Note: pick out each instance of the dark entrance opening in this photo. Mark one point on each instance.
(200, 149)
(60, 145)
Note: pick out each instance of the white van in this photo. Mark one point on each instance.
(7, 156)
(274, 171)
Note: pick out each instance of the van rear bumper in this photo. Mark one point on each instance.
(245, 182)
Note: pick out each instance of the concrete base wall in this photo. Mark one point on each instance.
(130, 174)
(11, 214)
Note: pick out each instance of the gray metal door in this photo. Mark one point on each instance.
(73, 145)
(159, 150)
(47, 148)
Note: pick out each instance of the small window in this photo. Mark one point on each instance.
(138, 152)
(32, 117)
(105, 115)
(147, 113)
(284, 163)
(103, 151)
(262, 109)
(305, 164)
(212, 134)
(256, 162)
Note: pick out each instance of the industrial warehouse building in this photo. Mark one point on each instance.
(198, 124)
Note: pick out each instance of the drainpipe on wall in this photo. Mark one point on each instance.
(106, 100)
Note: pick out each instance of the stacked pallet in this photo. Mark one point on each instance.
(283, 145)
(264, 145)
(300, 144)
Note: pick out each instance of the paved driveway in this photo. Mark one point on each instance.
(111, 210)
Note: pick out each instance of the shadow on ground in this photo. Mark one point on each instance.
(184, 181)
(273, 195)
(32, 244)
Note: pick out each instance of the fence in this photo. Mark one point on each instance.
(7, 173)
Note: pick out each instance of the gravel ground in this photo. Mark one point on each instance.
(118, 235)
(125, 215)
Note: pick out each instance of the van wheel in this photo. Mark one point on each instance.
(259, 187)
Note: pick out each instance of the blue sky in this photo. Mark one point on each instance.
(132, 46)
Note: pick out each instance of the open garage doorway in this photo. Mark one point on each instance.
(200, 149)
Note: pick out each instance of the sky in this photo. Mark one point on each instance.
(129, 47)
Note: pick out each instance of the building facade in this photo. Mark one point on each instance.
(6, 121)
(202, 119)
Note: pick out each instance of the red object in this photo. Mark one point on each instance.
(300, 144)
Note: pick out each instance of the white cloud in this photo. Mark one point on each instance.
++++++++
AIM OF THE EXERCISE: Could you output exactly the lines from the one containing "Note: pick out each instance of the open" to the end of the entries above, both included, and no others?

ANSWER TO THIS PROBLEM:
Note: pick out each instance of the open garage doorway in this photo. Mark one point on each instance.
(200, 149)
Note: pick out each instance of the sky in this photo. Mark one point on each instance.
(129, 47)
Note: pick out each instance of the building facade in this photo. Mark one point on each instance.
(6, 121)
(202, 119)
Note: pick out each instance of the red object in this photo. Mark one point on each instance.
(300, 144)
Note: pick out each instance of the white cloud in this photo. Mark one point on each instance.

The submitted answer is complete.